## Work instructions
Reproduce each of the records below word for word, line by line, without changing anything.
## begin
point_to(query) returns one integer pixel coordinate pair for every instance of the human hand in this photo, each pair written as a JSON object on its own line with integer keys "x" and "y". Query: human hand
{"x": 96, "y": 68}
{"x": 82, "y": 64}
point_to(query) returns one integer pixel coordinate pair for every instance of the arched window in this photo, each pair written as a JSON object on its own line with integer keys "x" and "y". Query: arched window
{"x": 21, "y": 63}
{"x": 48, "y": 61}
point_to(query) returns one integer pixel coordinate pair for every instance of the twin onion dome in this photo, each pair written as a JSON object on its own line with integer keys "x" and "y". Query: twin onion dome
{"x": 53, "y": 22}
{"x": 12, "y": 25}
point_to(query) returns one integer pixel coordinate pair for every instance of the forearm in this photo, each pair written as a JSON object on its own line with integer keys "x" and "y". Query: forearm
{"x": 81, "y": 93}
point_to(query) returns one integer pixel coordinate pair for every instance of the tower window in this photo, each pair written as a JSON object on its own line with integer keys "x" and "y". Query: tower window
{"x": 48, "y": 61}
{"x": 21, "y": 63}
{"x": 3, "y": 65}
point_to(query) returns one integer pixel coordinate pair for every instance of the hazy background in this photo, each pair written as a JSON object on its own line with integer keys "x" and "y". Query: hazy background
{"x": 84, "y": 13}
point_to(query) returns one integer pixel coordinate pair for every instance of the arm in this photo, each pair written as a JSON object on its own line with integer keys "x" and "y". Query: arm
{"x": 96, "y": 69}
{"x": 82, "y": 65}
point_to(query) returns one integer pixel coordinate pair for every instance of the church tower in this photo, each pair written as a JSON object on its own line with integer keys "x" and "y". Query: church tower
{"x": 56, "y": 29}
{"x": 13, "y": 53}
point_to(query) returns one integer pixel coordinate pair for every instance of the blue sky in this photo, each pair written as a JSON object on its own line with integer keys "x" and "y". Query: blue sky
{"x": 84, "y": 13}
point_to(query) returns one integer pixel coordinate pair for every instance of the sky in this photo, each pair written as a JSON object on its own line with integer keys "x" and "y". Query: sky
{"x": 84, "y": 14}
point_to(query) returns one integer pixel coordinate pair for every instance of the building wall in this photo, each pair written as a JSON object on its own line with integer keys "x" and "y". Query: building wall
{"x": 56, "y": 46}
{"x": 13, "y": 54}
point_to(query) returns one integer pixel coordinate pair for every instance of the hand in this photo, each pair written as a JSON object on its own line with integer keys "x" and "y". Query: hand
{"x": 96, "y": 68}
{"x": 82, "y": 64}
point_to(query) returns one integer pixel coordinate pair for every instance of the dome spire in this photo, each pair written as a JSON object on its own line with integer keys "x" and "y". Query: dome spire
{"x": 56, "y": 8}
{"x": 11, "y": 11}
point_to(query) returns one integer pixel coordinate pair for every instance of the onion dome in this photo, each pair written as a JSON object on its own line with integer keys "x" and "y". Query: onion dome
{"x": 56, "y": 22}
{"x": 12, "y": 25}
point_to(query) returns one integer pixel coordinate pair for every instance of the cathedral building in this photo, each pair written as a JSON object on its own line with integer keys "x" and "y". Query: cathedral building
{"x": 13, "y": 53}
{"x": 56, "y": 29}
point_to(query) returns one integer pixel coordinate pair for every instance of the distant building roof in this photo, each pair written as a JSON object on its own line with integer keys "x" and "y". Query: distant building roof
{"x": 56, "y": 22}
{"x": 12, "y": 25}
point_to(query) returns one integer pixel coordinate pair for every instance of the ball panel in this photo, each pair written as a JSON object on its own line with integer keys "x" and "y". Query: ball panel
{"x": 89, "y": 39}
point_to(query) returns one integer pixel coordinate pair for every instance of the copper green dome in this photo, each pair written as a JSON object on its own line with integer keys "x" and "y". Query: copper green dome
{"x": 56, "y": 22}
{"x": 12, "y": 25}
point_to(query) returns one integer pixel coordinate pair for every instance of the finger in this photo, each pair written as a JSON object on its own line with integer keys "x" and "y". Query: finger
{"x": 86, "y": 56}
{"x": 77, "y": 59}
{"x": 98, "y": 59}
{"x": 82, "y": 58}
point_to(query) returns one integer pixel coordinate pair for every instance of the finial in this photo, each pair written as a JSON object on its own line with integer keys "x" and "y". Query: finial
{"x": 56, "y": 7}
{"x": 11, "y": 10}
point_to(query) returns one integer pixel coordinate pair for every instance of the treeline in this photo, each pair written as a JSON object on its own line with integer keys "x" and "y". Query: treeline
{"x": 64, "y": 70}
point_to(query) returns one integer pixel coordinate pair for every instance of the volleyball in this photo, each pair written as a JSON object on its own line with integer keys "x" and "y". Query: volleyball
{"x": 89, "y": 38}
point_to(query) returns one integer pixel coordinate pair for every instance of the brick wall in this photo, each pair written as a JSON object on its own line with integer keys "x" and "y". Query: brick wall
## end
## Exercise solution
point_to(query) returns one integer pixel coordinate pair for every instance of the human hand in this photo, each pair written as a JSON object on its own line with integer keys "x" and "y". Query: human hand
{"x": 96, "y": 68}
{"x": 82, "y": 64}
point_to(query) returns one integer pixel coordinate pair for every instance of the arched window in this photo, each pair written as a JSON object on its own line with integer keys "x" and "y". Query: arched window
{"x": 21, "y": 63}
{"x": 48, "y": 61}
point_to(query) returns one integer pixel coordinate pair for every instance of the twin onion dome in this photo, each pair written as a JSON object on its own line with integer keys "x" and "y". Query: twin onion dome
{"x": 53, "y": 22}
{"x": 12, "y": 25}
point_to(query) returns one integer pixel coordinate pair for every instance of the forearm in this photo, each pair written as a JSON object on its own line with integer keys "x" and "y". Query: forearm
{"x": 81, "y": 93}
point_to(query) returns one integer pixel coordinate pair for every instance of the tower window in this photo, each pair written as a JSON object on its own line with integer keys "x" and "y". Query: tower window
{"x": 48, "y": 61}
{"x": 21, "y": 63}
{"x": 3, "y": 65}
point_to(query) returns one integer pixel coordinate pair for every instance of the hazy background in this photo, each pair written as a JSON object on its own line with integer keys "x" and "y". Query: hazy background
{"x": 84, "y": 13}
point_to(query) returns one integer pixel coordinate pair for every instance of the arm in this photo, each pair written as a JSON object on its own line with integer keys "x" and "y". Query: arm
{"x": 96, "y": 69}
{"x": 82, "y": 65}
point_to(query) returns one integer pixel coordinate pair for every instance of the church tower in this photo, each pair written as a JSON object on its own line with integer keys "x" and "y". Query: church tower
{"x": 56, "y": 29}
{"x": 13, "y": 53}
point_to(query) returns one integer pixel coordinate pair for every instance of the blue sky in this photo, each pair written as a JSON object on its own line with integer keys "x" and "y". Query: blue sky
{"x": 84, "y": 13}
point_to(query) returns one integer pixel coordinate pair for every instance of the sky in this photo, each pair written as a JSON object on its own line with integer keys "x" and "y". Query: sky
{"x": 84, "y": 14}
point_to(query) returns one integer pixel coordinate pair for every instance of the building wall in this photo, each pair written as a JSON object on its own line with integer keys "x" and "y". Query: building wall
{"x": 56, "y": 46}
{"x": 13, "y": 54}
point_to(query) returns one integer pixel coordinate pair for every instance of the hand in this photo, each pair written as a JSON object on its own line with integer keys "x" and "y". Query: hand
{"x": 96, "y": 68}
{"x": 82, "y": 64}
point_to(query) returns one integer pixel coordinate pair for every instance of the dome spire in this photo, each pair written as a JSON object on its own line with integer keys "x" and "y". Query: dome spire
{"x": 56, "y": 8}
{"x": 11, "y": 11}
point_to(query) returns one integer pixel coordinate pair for every instance of the onion dome in this photo, each pair written as a JSON object on its own line with integer keys "x" and "y". Query: onion dome
{"x": 56, "y": 22}
{"x": 12, "y": 25}
point_to(query) returns one integer pixel coordinate pair for every instance of the cathedral building in this photo, each pair written as a JSON object on its own line with integer keys "x" and "y". Query: cathedral building
{"x": 13, "y": 53}
{"x": 56, "y": 29}
point_to(query) returns one integer pixel coordinate pair for every instance of the distant building roof in this photo, each pair written as a JSON object on its own line with integer keys "x" and "y". Query: distant building roof
{"x": 56, "y": 22}
{"x": 12, "y": 25}
point_to(query) returns one integer pixel coordinate pair for every instance of the ball panel in this photo, each pair written as a JSON object on its own line with integer keys "x" and "y". Query: ball panel
{"x": 89, "y": 39}
point_to(query) returns one integer pixel coordinate pair for every instance of the copper green dome in this photo, each pair written as a JSON object on its own line with integer keys "x" and "y". Query: copper green dome
{"x": 56, "y": 22}
{"x": 12, "y": 25}
point_to(query) returns one integer pixel coordinate pair for every instance of the finger in this photo, each pair written as a JSON object on its own line with integer keys "x" and "y". Query: finger
{"x": 86, "y": 56}
{"x": 77, "y": 59}
{"x": 98, "y": 59}
{"x": 82, "y": 58}
point_to(query) returns one integer pixel coordinate pair for every instance of the finial in this photo, each pair written as a JSON object on its own line with integer keys "x" and "y". Query: finial
{"x": 56, "y": 7}
{"x": 11, "y": 10}
point_to(query) returns one integer pixel coordinate pair for every instance of the treeline in this photo, each pair written as a JSON object on its own line with integer keys "x" and "y". Query: treeline
{"x": 64, "y": 70}
point_to(query) returns one integer pixel coordinate pair for every instance of the volleyball in this photo, each pair written as a JSON object on its own line with integer keys "x" and "y". Query: volleyball
{"x": 89, "y": 38}
point_to(query) returns one integer pixel coordinate pair for every instance of the brick wall in this photo, each pair written as a JSON object on its own line with integer keys "x" and "y". Query: brick wall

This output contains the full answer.